• **TASK 1**: In the Ethiopian Mozambique Airlines article, on what date did the airline begin its services?
• **TASK 2**: Write out the passage of the Ethiopian Mozambique Airlines article from "- Mozambique" up to and including "since then returned.".

• **PASSAGE FOR REVIEW**:
^^^^^^^^

Ethiopian Mozambique Airlines
| IATA | ICAO | Call sign |
| ET | EMZ | EMOZ |
- Commenced operations: 1 December 2018; 7 years ago
- Ceased operations: 6 May 2021; 4 years ago
- Operating bases: Maputo International Airport
- Destinations: 10 (March 2019)
- Parent company: Ethiopian Airlines (2018-2021)
- Key people: Redi Yesuf (CEO)
- Website: Official site

= Ethiopian Mozambique Airlines =

Ethiopian Mozambique Airlines was an airline based at Maputo International Airport that flew to cities throughout Mozambique. The Ethiopian Airlines subsidiary launched operations in December 2018 using Q400 aircraft; its fleet included the Boeing 737-800 as well. It thus became the third airline to service the Mozambican domestic market, joining LAM Mozambique Airlines and Fastjet. The company connected Maputo to nine destinations in the country as of March 2019. In May 2021 the airline ceased all operations.

==History==
In May 2018 Ethiopian Airlines publicized its intent to establish a subsidiary based in Mozambique as part of its expansion plan entitled Vision 2025, which seeks to amplify connectivity across the African continent. Ethiopian Mozambique Airlines (EMA) became the third carrier to operate in the Mozambican domestic market, following LAM Mozambique Airlines and Fastjet. The LAM trade union protested against the creation of the airline, claiming that it was essentially an Ethiopian carrier being allowed to operate flights within another country. The union elaborated that EMA would solely benefit the Ethiopian economy rather than the Mozambican one. The Mozambique Civil Aviation Institute, which regulates commercial aviation in the country, rejected the union's argument; it indicated that EMA was registered in Mozambique and had followed the standard certification process.

EMA initiated its services on 1 December 2018 utilizing two Q400 turboprop aircraft. Its route network at the time comprised Beira, Maputo, Nampula, Pemba, Quelimane, and Tete.

On 6 May 2021 the company ceased all its operations. The company tells in a statement: “Despite the challenges, Ethiopian Mozambique Airlines remained resiliently operational until the economic effects of the pandemic became so severe that they made it impossible to continue due to the drastic drop in demand for travel in the domestic market.”

==Destinations==
In March 2019 Ethiopian Mozambique Airlines was offering flights to the destinations listed below.

- Mozambique
  - Beira - Beira Airport
  - Chimoio - Chimoio Airport
  - Lichinga - Lichinga Airport
  - Maputo - Maputo International Airport (Base)
  - Nacala - Nacala Airport
  - Nampula - Nampula Airport
  - Pemba - Pemba Airport
  - Quelimane - Quelimane Airport
  - Tete - Chingozi Airport
  - Vilankulo - Vilankulo Airport

==Fleet==
Ethiopian Mozambique Airlines made use of Boeing 737-800 and Q400 aircraft on its services. These aircraft were provided by parent company Ethiopian Airlines which have since then returned.

^^^^^^^^

• **DATA FOR REVIEW**:
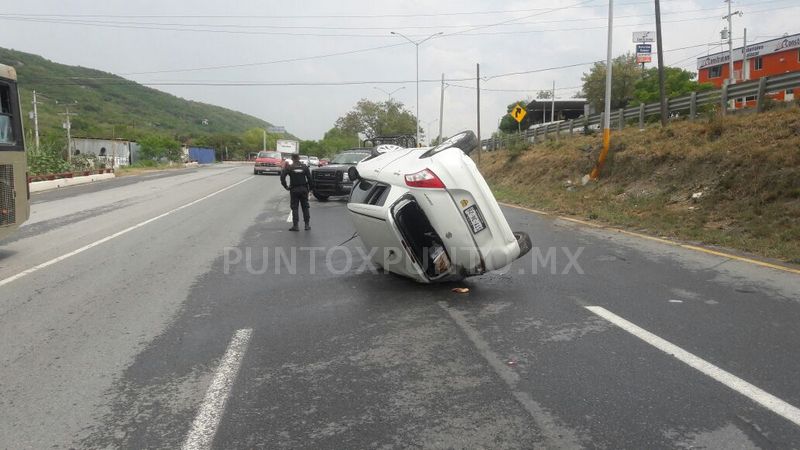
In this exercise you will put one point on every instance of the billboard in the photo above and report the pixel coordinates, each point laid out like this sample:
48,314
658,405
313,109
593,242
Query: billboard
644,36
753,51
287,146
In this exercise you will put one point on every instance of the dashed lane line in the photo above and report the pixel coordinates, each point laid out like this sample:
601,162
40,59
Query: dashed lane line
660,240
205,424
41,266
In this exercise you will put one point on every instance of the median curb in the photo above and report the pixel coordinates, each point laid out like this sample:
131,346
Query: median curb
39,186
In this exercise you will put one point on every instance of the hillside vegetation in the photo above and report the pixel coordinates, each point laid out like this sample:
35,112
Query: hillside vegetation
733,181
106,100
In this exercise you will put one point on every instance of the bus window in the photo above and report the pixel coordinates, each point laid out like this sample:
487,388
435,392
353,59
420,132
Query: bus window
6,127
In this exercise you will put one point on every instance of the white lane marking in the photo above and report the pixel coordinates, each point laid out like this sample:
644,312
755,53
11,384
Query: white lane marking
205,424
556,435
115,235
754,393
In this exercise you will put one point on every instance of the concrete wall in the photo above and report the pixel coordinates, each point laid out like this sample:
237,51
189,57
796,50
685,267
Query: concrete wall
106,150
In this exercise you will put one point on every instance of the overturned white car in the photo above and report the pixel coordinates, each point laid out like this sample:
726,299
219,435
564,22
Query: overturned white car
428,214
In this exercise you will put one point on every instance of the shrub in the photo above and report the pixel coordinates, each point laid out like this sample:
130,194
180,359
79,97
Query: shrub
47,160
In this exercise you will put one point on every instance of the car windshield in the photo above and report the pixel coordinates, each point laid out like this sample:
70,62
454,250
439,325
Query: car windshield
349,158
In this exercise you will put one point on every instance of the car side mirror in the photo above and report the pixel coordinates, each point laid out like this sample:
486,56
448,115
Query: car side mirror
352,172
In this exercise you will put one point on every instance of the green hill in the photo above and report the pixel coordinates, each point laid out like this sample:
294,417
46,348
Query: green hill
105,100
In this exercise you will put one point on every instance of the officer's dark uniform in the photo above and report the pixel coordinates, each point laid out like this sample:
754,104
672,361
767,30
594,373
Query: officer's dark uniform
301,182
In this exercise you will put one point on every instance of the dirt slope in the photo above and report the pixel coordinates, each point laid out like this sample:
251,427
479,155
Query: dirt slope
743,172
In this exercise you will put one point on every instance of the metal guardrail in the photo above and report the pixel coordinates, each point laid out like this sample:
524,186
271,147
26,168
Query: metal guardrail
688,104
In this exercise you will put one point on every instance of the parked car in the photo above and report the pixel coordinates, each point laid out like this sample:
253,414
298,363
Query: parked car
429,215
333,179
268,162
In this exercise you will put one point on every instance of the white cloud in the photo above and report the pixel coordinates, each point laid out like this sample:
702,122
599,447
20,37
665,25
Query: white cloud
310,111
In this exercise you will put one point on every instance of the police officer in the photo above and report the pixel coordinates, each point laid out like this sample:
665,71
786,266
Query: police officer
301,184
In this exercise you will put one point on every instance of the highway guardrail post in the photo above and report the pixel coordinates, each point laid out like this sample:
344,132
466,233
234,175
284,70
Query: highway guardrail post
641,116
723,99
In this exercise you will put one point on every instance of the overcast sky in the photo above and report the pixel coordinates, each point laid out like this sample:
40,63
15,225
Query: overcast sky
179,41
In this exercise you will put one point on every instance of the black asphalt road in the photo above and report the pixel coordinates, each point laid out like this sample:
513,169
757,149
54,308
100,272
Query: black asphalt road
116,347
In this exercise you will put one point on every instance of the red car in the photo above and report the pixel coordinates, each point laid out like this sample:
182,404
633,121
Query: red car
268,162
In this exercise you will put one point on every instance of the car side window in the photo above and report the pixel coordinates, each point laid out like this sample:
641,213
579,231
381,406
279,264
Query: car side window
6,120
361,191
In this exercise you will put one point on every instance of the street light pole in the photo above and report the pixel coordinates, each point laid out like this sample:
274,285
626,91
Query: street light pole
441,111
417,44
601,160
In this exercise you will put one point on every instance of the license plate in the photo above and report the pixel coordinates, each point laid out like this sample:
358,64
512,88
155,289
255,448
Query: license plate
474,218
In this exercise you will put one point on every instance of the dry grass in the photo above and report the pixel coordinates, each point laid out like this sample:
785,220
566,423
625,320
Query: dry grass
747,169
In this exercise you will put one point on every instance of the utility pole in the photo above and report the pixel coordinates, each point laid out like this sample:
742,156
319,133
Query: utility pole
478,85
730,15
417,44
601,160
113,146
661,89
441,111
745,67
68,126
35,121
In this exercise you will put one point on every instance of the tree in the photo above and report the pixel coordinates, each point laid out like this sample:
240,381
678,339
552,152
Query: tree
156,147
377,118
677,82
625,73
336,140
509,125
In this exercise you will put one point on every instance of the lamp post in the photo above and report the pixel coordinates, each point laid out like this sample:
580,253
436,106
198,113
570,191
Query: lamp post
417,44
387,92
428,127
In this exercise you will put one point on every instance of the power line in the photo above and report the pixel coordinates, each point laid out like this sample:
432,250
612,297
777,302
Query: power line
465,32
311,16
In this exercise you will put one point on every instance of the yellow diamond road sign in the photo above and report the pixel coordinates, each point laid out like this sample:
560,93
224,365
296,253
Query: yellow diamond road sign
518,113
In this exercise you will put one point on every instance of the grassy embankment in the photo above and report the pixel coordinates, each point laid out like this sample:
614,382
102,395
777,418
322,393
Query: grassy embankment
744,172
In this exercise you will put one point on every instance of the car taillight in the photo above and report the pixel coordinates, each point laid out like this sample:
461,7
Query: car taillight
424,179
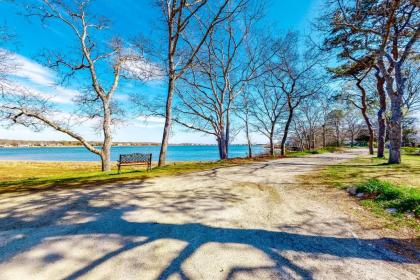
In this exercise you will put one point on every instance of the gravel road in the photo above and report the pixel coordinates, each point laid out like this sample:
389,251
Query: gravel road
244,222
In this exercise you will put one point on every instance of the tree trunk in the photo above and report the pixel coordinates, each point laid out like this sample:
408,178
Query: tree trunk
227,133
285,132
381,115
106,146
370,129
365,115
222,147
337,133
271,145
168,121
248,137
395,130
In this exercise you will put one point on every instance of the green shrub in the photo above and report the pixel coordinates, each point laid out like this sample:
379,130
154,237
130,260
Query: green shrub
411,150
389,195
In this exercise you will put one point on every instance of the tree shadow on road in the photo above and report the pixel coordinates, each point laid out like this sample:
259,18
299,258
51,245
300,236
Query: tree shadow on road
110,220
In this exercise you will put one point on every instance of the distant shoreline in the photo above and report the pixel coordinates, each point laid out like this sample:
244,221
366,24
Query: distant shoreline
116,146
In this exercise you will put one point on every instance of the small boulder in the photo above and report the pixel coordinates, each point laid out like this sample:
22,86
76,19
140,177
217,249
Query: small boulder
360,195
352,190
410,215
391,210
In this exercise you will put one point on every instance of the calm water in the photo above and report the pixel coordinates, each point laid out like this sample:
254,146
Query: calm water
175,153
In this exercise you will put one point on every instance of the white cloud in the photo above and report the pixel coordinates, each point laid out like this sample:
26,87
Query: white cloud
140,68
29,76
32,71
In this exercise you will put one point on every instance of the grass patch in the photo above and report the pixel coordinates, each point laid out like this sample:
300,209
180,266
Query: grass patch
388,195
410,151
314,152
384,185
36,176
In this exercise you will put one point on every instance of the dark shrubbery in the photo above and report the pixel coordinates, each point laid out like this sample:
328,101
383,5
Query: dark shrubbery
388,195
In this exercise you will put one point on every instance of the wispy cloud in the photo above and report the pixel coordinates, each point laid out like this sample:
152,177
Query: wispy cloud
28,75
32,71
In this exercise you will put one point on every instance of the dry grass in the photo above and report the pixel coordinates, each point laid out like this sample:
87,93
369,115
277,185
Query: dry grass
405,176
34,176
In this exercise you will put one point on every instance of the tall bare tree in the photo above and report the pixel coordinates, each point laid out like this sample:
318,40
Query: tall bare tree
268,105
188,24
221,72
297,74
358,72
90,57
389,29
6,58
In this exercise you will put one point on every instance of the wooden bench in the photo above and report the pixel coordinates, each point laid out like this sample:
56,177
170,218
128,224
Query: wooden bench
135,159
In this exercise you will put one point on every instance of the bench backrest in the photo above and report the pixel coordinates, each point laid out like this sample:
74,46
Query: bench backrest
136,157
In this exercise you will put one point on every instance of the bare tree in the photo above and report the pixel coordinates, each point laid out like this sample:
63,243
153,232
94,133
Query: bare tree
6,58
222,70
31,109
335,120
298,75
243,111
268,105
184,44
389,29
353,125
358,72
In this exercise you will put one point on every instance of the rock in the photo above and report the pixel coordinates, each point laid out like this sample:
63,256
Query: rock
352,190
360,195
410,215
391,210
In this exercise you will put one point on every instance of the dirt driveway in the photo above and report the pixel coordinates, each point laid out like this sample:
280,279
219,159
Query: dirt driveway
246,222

^^^^^^^^

• **EXERCISE OUTPUT 1**: 1 December 2018

• **EXERCISE OUTPUT 2**:
- Mozambique
  - Beira - Beira Airport
  - Chimoio - Chimoio Airport
  - Lichinga - Lichinga Airport
  - Maputo - Maputo International Airport (Base)
  - Nacala - Nacala Airport
  - Nampula - Nampula Airport
  - Pemba - Pemba Airport
  - Quelimane - Quelimane Airport
  - Tete - Chingozi Airport
  - Vilankulo - Vilankulo Airport

==Fleet==
Ethiopian Mozambique Airlines made use of Boeing 737-800 and Q400 aircraft on its services. These aircraft were provided by parent company Ethiopian Airlines which have since then returned.